◆ EXERCISES TO COMPLETE ◆
**1)** List every relative of the narrator mentioned in the December 5, 2008 entry.
**2)** Set down word for word the portion of the December 5, 2008 entry starting with "December 5, 2008" and going on through "was so angry.".
**3)** Extend the December 5, 2008 entry with the next part, picking up after its final sentence.

◆ TEXT BLOCK ◆

***

December 5, 2008
We were hanging out in my room. We sat around smoking killing time, when I stood up and realized I was completely undressed. I stood there and cracked a few jokes without attempting to cover myself up at all. Chris left to go somewhere, but left Dustin behind, although she left the immediate area as well. I must have put some clothes on, because before I knew it, the doorbell rang and I was answering it.
On the other side of the door was my dead maternal Grandfather, the way that he looked when he was healthy. He gave me a hug and said he was back. Every sensation about him was right, down to the smell of White Owl cigar smoke on his clothes. I called for my brother, “There’s someone here you should see,” and he came down the stairs as I ran up. I was angry, yelling about how I didn’t believe it was really him. No one wanted to be around me because I was so angry.
My Grandfather had brought with him a young cousin of mine. As I was sitting in my room, at my computer, still venting frustration, I noticed that Dustin was keeping my cousin entertained by playing some kind of game. Her and my cousin walked into my room, although my cousin was covered so no one could see the costume. I mistakenly complimented the covering, to which she replied if I liked that, to just wait. She removed the covering to reveal my cousin in a well-tailored skull outfit.

***

◆ Data entries ◆
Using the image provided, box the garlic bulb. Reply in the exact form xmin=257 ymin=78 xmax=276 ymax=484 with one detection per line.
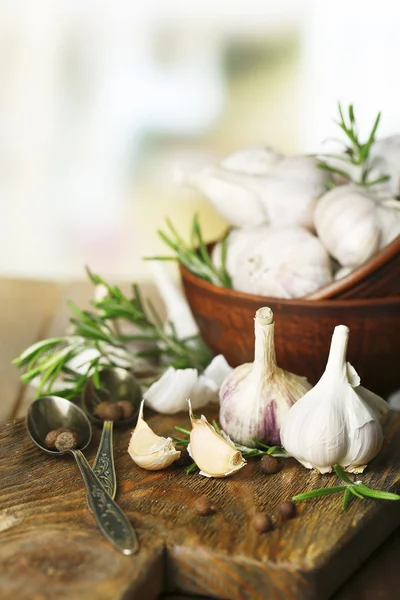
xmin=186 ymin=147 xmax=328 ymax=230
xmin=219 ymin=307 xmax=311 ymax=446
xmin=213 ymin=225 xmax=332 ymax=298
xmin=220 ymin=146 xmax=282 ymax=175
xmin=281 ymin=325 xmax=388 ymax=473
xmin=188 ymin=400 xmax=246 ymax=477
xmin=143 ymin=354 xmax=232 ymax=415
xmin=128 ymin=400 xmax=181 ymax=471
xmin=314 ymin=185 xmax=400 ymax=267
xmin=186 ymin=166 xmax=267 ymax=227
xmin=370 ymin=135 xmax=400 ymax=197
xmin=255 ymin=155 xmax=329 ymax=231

***

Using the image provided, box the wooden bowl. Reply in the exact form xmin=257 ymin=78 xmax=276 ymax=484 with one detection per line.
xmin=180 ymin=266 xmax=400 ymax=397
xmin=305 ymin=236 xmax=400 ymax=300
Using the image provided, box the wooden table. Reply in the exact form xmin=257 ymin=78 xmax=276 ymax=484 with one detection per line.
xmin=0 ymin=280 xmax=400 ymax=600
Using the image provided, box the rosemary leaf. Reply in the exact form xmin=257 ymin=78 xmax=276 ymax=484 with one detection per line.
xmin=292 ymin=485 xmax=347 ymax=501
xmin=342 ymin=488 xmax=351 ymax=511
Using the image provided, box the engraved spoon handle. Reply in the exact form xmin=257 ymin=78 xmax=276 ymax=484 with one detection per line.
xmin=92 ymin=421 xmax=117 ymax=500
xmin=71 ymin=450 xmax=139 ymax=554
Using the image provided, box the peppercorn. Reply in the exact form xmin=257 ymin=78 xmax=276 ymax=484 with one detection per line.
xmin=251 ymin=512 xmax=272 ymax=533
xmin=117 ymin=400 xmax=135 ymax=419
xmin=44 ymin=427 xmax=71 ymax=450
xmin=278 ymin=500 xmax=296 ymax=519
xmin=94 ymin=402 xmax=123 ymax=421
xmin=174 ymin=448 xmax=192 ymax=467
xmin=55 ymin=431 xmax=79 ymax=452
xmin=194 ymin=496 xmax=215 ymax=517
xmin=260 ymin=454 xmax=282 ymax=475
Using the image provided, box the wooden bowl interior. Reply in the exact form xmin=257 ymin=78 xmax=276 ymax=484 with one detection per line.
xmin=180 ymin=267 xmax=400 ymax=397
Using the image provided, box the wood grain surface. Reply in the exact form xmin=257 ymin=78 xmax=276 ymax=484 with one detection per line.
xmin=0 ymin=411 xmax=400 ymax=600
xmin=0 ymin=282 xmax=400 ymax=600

***

◆ WRITTEN ANSWERS ◆
**1)**
maternal Grandfather
brother
young cousin

**2)**
December 5, 2008
We were hanging out in my room. We sat around smoking killing time, when I stood up and realized I was completely undressed. I stood there and cracked a few jokes without attempting to cover myself up at all. Chris left to go somewhere, but left Dustin behind, although she left the immediate area as well. I must have put some clothes on, because before I knew it, the doorbell rang and I was answering it.
On the other side of the door was my dead maternal Grandfather, the way that he looked when he was healthy. He gave me a hug and said he was back. Every sensation about him was right, down to the smell of White Owl cigar smoke on his clothes. I called for my brother, “There’s someone here you should see,” and he came down the stairs as I ran up. I was angry, yelling about how I didn’t believe it was really him. No one wanted to be around me because I was so angry.

**3)**
My brother walked back up the stairs, and had one of his band mates with him. He introduced us, but his friend proceeded to pass out on my bed. “Make yourself at home!” I blurted sarcastically. I warned him that I would probably steal the comforter from off him while he slept. At that moment, I realized that there was not only a party downstairs, but that it had gotten completely out of control. I looked at the clock, which said it was almost 3am. So I started telling all my brothers friends to leave. Naturally no one was happy about this. I watched people stream out of the house into the front and back yards. People in the front yard were getting into vans, cars, and even a limo that lined my street. My back yard was being torn up by the mob. Someone had apparently found money in the backyard somehow, so people were digging holes in the grass in search of more.
Despite the flood of people in the streets heading to their cars, cars were actually arriving. When I opened the front door, Melanie C and Meghan R were there, both drunk, wanting to join the party. I told them the party was over, but they came in anyway. When I insisted they leave, they said they couldn’t drive because they were drunk. Somehow, they convinced Dustin to drive them home in a van which I suppose belonged to them. Another car arrived, Chris was back, this time with Justin S, Danny D, and some other people I hadn’t seen for a while. I also told them that the party was over. Justin gave me a hard time and also insisted that I show him how the party had ended. I walked him inside for a moment and he grudgingly accepted that the party had ended. I shuffled everyone back down the steps, as I heard people making comments about how I deserved to get my ass kicked for ending the party. I walked into the guest bedroom facing the front of our house, and watched as the crowd continued to disperse, albeit slowly and sloppily. I realized I didn’t say goodbye and watched as everyone left and I was alone again.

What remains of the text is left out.